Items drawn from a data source
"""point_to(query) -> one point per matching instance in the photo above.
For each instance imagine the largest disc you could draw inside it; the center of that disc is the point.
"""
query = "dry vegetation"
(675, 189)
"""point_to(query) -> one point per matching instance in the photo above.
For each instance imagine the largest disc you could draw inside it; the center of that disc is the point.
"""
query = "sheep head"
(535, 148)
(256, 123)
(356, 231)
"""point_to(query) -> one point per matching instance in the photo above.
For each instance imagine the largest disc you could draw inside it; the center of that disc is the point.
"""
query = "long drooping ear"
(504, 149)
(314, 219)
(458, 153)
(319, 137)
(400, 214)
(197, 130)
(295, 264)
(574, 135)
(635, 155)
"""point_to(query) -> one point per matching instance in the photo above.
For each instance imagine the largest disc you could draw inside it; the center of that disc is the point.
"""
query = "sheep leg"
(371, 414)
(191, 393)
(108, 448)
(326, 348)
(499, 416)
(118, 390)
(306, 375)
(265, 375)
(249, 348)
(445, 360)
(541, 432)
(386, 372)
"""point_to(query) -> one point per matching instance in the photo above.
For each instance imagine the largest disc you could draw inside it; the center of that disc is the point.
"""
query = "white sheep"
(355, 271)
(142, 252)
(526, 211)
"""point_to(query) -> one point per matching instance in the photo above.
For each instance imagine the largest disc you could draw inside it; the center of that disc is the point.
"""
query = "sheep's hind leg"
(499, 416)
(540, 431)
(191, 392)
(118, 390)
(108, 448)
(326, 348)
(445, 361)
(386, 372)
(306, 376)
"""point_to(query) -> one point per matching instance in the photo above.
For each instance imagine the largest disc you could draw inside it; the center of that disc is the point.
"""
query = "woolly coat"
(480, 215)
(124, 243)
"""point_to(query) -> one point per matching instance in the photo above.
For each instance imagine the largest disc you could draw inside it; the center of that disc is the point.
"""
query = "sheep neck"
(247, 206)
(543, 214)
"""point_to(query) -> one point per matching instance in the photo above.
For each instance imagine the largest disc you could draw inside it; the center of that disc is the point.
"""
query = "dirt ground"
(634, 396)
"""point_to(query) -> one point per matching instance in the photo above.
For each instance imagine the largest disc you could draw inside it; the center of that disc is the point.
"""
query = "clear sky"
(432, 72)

▶ Problem: How many lines of the data above contain the string "sheep"? Treat uppercase and lowercase as different, and reply with the number alone.

▶ Answer to this exercise: 5